TASK:
Please render the data below, from the line containing "If you could locate the purple" through the final line inclusive, as a JSON list of strings with one string per line, leaving out any blank lines.

═════ SUPPLIED ENTRIES

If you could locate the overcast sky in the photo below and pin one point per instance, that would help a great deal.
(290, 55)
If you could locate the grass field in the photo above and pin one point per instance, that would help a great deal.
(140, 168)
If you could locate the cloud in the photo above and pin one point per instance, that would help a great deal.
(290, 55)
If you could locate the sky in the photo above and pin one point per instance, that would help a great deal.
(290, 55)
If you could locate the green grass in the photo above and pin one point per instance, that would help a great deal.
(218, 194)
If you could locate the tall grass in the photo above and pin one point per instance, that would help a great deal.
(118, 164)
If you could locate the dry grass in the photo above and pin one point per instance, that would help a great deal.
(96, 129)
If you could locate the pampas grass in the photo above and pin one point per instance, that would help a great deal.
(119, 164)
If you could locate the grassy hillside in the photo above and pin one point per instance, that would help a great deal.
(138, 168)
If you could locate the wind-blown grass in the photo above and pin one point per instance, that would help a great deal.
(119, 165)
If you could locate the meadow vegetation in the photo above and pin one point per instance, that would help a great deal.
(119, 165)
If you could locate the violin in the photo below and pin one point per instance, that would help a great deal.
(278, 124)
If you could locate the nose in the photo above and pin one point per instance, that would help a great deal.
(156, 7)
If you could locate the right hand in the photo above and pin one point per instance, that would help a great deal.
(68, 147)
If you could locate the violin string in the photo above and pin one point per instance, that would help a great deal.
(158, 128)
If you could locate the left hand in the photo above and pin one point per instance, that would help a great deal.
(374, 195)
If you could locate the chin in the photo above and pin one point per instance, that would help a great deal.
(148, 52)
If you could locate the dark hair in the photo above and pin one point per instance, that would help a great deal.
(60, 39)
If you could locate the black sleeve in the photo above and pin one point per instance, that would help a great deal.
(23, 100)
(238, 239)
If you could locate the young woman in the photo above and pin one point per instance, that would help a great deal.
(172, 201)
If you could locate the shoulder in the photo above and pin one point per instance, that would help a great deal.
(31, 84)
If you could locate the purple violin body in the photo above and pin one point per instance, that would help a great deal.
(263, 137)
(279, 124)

══════════

ANSWER BELOW:
[
  "If you could locate the purple violin body in the photo above and pin one point per instance, that would help a great deal.",
  "(263, 137)",
  "(279, 124)"
]